[Records of labeled points]
--- --- ---
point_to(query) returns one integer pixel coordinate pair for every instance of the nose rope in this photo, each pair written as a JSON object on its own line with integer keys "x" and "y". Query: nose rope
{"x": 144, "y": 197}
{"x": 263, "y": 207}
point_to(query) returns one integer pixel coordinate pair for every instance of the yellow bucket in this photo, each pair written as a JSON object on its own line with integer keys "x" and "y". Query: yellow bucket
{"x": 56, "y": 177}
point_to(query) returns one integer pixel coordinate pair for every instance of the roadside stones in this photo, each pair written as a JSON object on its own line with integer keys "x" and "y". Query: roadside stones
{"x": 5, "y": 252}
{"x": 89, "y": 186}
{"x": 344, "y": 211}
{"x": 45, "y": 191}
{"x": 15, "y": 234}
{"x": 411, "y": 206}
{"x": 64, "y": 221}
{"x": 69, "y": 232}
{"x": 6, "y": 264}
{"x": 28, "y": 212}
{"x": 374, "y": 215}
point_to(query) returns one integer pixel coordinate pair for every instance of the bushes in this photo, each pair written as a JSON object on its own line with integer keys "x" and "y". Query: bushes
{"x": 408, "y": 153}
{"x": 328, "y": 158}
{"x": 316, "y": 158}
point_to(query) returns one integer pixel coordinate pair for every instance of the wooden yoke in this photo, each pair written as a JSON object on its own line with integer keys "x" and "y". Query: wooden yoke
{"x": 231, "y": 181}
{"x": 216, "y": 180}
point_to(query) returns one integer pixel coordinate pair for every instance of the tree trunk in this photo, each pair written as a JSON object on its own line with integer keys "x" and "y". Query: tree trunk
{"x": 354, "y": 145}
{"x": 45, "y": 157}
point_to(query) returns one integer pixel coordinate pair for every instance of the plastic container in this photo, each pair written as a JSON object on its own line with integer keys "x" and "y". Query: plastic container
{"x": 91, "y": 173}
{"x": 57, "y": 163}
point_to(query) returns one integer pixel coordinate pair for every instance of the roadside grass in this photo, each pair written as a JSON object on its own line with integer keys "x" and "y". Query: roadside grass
--- --- ---
◆ **TASK DESCRIPTION**: Turn the lines above into a JSON list of strings, with one string per line and any blank lines skipped.

◆ **WRITTEN ANSWER**:
[
  "point_to(query) returns one integer pixel coordinate pair for every instance of the nose rope in this photo, each pair written as a JSON object on its own line with integer keys \"x\" and \"y\". Query: nose rope",
  "{\"x\": 144, \"y\": 197}",
  "{\"x\": 263, \"y\": 207}",
  "point_to(query) returns one integer pixel coordinate pair for every instance of the yellow bucket in this photo, each pair written as a JSON object on its own line with integer keys \"x\" and \"y\". Query: yellow bucket",
  "{\"x\": 56, \"y\": 177}",
  "point_to(query) returns one integer pixel coordinate pair for every instance of the roadside stones in this photo, each pair written as a JSON object on its own line with integer keys \"x\" and \"y\". Query: roadside stones",
  "{\"x\": 5, \"y\": 252}",
  "{\"x\": 89, \"y\": 186}",
  "{\"x\": 344, \"y\": 211}",
  "{\"x\": 45, \"y\": 191}",
  "{\"x\": 15, \"y\": 234}",
  "{\"x\": 411, \"y\": 206}",
  "{\"x\": 64, \"y\": 221}",
  "{\"x\": 69, \"y\": 232}",
  "{\"x\": 6, \"y\": 264}",
  "{\"x\": 28, \"y\": 212}",
  "{\"x\": 374, \"y\": 215}",
  "point_to(query) returns one integer pixel coordinate pair for every instance of the bushes in this photo, each pair written as a JSON object on its own line with integer keys \"x\" and \"y\". Query: bushes",
  "{\"x\": 408, \"y\": 153}",
  "{\"x\": 328, \"y\": 158}",
  "{\"x\": 316, \"y\": 158}",
  "point_to(query) returns one integer pixel coordinate pair for every instance of the wooden yoke in this photo, each pair written as a JSON object on its own line with integer keys \"x\" and \"y\". Query: wooden yoke",
  "{\"x\": 231, \"y\": 181}",
  "{\"x\": 216, \"y\": 180}",
  "point_to(query) returns one integer pixel coordinate pair for every instance of the tree trunk in this photo, each pair written as a JSON object on its own line with integer keys \"x\" and \"y\". Query: tree trunk",
  "{\"x\": 354, \"y\": 145}",
  "{\"x\": 45, \"y\": 157}",
  "point_to(query) returns one integer pixel coordinate pair for every instance of the plastic container in this photo, each pair written as a JSON object on its own line with integer keys \"x\" and \"y\". Query: plastic container",
  "{\"x\": 91, \"y\": 173}",
  "{\"x\": 57, \"y\": 163}",
  "point_to(query) returns one integer pixel coordinate pair for every instance of the roadside grass in this photo, each pair written as a JSON object on its own line with integer keys \"x\" and \"y\". Query: roadside grass"
]